== How to complete this task ==
When a picture appears among the records, leave it out, and copy all else exactly.

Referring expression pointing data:
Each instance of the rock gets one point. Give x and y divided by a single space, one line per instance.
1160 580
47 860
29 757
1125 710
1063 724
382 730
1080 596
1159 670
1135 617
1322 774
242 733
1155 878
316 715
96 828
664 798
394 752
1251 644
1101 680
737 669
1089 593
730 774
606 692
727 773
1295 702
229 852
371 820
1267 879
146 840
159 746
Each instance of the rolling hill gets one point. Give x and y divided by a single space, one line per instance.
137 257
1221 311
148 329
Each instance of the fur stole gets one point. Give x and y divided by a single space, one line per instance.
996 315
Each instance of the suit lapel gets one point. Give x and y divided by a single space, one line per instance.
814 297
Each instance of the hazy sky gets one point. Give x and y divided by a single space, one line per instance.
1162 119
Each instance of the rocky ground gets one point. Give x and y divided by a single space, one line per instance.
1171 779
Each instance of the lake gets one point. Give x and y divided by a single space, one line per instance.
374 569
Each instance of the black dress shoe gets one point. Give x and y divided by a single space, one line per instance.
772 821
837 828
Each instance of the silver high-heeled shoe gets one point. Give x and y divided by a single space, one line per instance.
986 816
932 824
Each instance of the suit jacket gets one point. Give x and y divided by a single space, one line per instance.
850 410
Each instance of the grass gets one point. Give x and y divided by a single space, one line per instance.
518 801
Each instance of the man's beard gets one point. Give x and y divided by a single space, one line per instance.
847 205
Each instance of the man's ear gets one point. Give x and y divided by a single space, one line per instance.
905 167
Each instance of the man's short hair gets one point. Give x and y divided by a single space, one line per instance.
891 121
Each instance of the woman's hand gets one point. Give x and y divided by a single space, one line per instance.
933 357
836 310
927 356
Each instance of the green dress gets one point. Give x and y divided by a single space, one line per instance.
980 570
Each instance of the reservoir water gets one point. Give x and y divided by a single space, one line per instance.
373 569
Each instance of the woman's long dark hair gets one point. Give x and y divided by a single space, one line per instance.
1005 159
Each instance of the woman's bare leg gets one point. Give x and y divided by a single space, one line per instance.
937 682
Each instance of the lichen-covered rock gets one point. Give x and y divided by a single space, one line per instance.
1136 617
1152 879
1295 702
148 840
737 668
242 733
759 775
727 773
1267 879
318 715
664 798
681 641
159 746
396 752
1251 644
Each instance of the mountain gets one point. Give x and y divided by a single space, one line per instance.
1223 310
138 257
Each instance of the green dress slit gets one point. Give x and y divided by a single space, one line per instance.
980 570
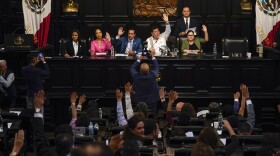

== Task response ==
Each instance of the rock gets one point. Give x and y divided by a single space, one line per instance.
1160 580
47 860
29 757
1125 710
1063 724
382 730
1080 596
1159 670
1135 617
1322 774
242 733
1155 878
316 715
96 828
664 798
394 752
1251 644
1101 680
737 669
1089 593
730 774
606 692
727 773
1295 702
229 852
371 820
1267 879
146 840
159 746
Each instance of the rolling hill gets one point. Give x and y divided by a single space, one line per instance.
137 257
1221 311
148 329
Each instance of the fur stole gets one point. Give x and y divided by a single space, one line per instance.
996 315
Each instance of the suit lapel gets one point. Give x and y divided by a single space, one line per instance.
814 297
Each instance of the hazy sky gets one point. Give x and y divided by a single space, one line per instance.
1162 119
Each instance of the rocky ground gets one point. Give x and y divided by a single space, one line per instance.
1171 779
Each instance of the lake gets one point. Give x and y divided by a single space, one line per instance.
374 569
Each instance of the black dress shoe gets one point. Give x and y divided by a single space, one line per instance.
772 821
837 828
Each instance of the silver high-heeled shoe gets one point. Give x and y divided by a single space, one line per instance.
986 816
932 824
Each instance of the suit jacket gets one point. Give x and y divided by a single space, one line per instance.
850 410
Each instance of the grass gets one point. Give x and y divided by a single space, one line per instance.
518 801
Each instance of the man's beard gets one point. Give x and y divided by a single space, one line per instance.
847 205
Each instance of the man's ear gets one point. Give x and y divided by a single space, one line per instance.
905 167
Each instance of the man's short hair gets one point. Give x and y divided by a single space, one line per instance.
891 121
Each instance of the woman's hand gets one point. Give x and y divided by a single space, one line per instance.
933 357
836 310
927 356
Each instance of the green dress gets one point. Give x and y divided by a single space, one line per instance.
980 570
Each instance of the reservoir water gets one point. Give x and y divided by a single space, one line per instance.
373 569
Each instance of the woman's long dark hair gets one point. Give x and y divided by a single space, one line per instance.
1005 159
Each instance of the woman's bare leg gets one point. Give x and y divided by a single space, one line per instance.
937 682
Each instance of the lichen-covered rock gets one point. Give x and y divided by a single space, one line per instance.
1136 617
1152 879
1295 702
148 840
737 668
242 733
759 775
727 773
1267 879
318 715
664 798
681 641
159 746
396 752
1251 644
Each instance of the mountain gets one point. Give x and y divided by a single space, one line per instance.
1223 310
138 257
Each instance of the green dress slit gets one point. Give x and y divided by a single space, one line per instance.
980 570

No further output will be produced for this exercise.